__RAW DATA__
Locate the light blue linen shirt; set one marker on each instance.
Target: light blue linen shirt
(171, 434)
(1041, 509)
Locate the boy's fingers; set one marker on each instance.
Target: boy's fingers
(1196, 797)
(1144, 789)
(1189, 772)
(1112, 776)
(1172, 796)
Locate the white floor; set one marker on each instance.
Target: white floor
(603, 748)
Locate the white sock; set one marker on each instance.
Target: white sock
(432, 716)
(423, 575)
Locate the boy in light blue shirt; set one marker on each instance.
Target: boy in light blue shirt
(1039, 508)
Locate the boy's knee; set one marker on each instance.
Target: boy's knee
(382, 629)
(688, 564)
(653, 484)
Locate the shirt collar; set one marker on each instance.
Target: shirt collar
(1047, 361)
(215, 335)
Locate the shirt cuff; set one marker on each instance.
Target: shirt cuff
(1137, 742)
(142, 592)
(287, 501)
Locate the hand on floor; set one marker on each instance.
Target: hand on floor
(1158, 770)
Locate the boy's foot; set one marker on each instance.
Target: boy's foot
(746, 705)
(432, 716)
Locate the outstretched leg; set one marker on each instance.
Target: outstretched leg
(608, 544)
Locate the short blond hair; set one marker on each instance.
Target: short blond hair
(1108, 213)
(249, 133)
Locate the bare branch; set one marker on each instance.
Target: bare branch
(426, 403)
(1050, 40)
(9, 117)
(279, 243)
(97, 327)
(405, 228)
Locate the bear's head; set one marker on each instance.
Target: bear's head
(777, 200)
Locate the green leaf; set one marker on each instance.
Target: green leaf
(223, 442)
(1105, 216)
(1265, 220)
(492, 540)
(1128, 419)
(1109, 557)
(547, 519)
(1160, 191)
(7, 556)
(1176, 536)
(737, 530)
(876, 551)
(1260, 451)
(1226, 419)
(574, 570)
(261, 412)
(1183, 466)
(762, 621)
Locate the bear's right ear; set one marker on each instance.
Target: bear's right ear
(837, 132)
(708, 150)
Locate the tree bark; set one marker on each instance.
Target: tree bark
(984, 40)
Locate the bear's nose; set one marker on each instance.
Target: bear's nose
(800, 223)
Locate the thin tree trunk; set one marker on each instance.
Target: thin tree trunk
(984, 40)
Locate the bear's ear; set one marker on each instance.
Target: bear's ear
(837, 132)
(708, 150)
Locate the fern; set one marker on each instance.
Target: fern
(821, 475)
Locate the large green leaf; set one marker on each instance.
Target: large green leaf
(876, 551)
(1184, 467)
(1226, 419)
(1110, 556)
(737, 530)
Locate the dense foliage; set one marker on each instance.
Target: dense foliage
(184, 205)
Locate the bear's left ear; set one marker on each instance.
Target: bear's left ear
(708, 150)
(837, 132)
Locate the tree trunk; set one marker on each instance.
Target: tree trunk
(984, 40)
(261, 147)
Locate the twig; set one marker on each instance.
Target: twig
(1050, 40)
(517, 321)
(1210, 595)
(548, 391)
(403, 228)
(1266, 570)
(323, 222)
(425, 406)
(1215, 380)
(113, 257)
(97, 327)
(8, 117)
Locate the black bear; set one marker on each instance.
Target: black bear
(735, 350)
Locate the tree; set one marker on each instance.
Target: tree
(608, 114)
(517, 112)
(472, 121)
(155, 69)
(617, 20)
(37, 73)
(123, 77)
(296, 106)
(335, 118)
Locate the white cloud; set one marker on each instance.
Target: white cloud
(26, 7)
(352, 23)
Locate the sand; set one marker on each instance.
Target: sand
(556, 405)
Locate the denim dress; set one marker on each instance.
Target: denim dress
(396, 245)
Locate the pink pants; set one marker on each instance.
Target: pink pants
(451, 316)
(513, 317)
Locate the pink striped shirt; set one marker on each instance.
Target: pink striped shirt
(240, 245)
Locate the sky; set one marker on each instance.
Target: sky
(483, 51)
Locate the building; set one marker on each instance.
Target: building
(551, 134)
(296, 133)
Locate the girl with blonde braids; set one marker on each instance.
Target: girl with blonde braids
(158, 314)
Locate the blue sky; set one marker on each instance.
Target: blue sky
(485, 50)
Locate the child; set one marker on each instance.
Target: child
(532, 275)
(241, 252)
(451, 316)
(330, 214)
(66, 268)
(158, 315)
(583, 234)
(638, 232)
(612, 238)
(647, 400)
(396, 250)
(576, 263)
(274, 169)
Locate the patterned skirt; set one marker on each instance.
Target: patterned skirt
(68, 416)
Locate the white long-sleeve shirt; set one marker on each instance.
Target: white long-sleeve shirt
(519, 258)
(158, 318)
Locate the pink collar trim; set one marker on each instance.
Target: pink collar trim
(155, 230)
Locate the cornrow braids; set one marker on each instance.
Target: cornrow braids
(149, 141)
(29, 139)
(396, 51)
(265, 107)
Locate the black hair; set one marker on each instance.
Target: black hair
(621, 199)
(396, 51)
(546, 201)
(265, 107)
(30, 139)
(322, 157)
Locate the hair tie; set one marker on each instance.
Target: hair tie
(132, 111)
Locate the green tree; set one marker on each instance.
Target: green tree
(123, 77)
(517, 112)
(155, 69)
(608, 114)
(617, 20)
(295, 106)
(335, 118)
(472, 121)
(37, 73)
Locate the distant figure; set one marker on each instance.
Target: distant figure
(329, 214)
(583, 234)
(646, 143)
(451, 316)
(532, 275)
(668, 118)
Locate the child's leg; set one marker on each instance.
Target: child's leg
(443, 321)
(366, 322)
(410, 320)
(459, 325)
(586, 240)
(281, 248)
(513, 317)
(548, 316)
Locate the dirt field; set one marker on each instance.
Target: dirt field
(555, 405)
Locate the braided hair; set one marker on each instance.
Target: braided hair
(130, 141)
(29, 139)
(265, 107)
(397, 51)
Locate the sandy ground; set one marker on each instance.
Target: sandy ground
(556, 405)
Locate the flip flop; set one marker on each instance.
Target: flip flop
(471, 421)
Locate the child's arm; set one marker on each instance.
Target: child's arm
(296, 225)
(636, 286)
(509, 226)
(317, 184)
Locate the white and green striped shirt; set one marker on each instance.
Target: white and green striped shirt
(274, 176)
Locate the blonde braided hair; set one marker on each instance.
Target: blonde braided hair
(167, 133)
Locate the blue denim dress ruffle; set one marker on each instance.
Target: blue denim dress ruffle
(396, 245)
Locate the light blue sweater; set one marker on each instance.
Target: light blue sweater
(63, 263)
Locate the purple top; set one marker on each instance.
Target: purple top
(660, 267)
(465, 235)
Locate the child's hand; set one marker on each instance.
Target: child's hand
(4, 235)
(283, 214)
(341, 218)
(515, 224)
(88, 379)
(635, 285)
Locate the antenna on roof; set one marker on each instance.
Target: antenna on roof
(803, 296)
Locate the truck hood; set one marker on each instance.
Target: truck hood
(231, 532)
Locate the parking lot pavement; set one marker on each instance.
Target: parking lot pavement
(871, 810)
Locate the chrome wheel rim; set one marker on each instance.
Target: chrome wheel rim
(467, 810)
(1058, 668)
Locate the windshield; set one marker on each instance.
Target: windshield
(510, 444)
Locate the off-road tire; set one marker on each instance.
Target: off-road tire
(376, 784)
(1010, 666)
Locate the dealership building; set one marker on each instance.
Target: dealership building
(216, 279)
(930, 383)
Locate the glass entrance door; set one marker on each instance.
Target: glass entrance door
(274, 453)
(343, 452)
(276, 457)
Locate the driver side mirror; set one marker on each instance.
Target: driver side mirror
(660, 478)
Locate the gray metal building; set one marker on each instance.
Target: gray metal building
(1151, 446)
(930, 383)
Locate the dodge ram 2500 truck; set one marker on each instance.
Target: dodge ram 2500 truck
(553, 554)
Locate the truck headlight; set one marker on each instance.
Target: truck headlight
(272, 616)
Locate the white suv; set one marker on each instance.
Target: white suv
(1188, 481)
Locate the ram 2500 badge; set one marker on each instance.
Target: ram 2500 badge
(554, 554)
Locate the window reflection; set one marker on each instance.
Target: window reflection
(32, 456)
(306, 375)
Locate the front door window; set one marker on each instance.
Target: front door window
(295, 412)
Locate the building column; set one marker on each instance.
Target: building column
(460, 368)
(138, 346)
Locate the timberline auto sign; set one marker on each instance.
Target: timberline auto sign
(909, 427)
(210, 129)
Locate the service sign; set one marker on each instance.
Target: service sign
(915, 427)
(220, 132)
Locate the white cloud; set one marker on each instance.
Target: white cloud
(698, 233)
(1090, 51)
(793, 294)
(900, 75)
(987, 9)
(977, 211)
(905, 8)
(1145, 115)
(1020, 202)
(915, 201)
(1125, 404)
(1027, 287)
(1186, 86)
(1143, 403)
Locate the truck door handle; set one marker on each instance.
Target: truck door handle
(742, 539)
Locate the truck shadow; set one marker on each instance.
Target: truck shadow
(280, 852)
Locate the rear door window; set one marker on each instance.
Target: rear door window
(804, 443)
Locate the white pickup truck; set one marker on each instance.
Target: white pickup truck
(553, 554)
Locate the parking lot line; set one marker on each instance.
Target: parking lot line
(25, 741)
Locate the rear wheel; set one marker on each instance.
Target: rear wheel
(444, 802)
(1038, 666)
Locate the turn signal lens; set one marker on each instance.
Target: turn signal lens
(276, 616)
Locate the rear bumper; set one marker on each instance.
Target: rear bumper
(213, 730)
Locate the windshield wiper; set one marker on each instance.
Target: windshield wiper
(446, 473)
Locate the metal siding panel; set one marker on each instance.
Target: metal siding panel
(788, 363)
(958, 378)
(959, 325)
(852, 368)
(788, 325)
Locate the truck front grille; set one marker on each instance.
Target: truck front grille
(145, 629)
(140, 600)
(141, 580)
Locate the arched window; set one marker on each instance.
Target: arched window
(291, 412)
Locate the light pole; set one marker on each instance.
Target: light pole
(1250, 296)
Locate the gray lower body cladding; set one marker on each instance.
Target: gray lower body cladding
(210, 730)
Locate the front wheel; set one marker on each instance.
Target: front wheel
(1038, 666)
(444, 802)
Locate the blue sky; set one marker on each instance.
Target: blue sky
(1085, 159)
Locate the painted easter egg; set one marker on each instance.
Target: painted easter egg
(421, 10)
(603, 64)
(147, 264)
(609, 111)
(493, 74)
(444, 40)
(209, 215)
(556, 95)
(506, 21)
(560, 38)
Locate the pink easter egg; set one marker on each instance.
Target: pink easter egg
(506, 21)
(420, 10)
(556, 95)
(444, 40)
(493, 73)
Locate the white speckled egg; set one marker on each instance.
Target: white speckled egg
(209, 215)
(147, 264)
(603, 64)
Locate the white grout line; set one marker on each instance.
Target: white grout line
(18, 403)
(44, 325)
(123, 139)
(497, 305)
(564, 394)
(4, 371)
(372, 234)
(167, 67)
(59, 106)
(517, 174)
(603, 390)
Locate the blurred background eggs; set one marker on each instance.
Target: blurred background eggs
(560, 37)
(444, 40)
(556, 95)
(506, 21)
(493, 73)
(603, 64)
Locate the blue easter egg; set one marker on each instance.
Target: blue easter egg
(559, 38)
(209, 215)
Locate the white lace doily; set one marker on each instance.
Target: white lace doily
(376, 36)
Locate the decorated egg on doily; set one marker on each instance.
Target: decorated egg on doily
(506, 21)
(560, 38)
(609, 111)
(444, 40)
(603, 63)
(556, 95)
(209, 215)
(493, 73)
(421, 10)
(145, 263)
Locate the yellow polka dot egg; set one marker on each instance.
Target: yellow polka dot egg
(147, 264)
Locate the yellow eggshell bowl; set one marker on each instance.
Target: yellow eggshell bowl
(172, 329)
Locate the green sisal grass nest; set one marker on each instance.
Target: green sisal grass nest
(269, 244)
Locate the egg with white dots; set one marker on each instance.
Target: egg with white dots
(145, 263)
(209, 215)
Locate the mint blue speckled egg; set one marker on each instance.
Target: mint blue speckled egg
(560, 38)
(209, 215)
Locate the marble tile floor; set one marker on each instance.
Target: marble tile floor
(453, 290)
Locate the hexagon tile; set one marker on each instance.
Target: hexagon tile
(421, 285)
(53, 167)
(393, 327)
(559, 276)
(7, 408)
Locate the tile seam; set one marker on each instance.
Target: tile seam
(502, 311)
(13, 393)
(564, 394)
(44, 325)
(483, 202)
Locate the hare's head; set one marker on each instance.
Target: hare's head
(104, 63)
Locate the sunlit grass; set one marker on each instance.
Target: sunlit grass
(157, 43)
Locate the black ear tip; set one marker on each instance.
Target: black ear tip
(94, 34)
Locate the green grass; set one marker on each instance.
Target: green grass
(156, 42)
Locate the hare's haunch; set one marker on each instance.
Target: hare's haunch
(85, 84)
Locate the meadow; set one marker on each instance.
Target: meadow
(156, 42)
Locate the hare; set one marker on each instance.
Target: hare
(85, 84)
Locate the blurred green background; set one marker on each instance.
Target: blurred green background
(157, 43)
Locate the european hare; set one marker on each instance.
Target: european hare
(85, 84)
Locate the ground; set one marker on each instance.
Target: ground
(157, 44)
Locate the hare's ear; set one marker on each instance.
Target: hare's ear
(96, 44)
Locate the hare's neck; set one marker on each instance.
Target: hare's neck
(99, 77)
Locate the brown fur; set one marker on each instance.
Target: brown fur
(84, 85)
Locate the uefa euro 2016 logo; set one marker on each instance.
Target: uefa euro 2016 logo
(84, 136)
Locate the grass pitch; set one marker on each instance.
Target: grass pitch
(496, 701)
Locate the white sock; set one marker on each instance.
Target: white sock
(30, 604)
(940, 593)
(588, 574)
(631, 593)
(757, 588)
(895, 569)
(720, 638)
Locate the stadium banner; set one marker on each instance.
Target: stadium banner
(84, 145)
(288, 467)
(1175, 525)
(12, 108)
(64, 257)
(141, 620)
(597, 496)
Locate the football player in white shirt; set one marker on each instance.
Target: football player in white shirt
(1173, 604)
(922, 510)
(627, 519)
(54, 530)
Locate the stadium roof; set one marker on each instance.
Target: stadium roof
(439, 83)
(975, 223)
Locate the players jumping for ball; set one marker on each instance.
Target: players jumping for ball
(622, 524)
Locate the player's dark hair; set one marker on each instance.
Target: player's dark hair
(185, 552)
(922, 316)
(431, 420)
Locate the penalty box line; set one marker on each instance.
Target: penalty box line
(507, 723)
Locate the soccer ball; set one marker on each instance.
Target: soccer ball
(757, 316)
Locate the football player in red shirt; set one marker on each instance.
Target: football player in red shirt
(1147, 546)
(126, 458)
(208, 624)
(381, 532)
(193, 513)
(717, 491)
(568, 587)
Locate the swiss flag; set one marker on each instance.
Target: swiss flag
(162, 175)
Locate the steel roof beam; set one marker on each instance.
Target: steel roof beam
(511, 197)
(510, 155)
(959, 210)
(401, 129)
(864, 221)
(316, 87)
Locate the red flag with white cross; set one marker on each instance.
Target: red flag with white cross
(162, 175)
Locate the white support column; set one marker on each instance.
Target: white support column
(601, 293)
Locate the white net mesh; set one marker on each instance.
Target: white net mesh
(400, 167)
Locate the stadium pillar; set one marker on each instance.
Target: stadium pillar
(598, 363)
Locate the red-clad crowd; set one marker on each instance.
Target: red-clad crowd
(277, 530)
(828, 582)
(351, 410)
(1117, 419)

__AIM__
Retype the part of the rows that opens with the line containing "Locate the antenna" and closes with the line containing "(1188, 481)", both of those lines included, with every line unchanged.

__THE RESPONSE__
Locate the antenna on roof; set one marker on each instance.
Target: antenna on roof
(803, 296)
Locate the truck hood; set one marker on each instance.
Target: truck hood
(231, 532)
Locate the parking lot pavement; set one marker on each instance.
Target: parking lot pavement
(871, 810)
Locate the chrome wheel rim; set one marker on each instance.
Target: chrome wheel rim
(467, 810)
(1058, 668)
Locate the windshield; set one marker on each instance.
Target: windshield
(510, 444)
Locate the off-road tire; set one marker on each instance.
Target: off-road tire
(376, 784)
(1010, 666)
Locate the dealership building; set one marker on each instance.
Target: dealership building
(216, 279)
(930, 383)
Locate the glass entrance door; set one marker on each instance.
Target: glass entrance door
(274, 453)
(343, 452)
(276, 457)
Locate the driver side mirror; set one marker on each instance.
Target: driver side mirror
(660, 478)
Locate the gray metal building; set one marker on each instance.
Target: gray metal building
(1151, 446)
(930, 383)
Locate the dodge ram 2500 truck; set one marker on each instance.
Target: dodge ram 2500 truck
(553, 554)
Locate the truck headlight; set one marker on each instance.
Target: truck headlight
(272, 616)
Locate the white suv; set one marker on each instance.
Target: white suv
(1188, 481)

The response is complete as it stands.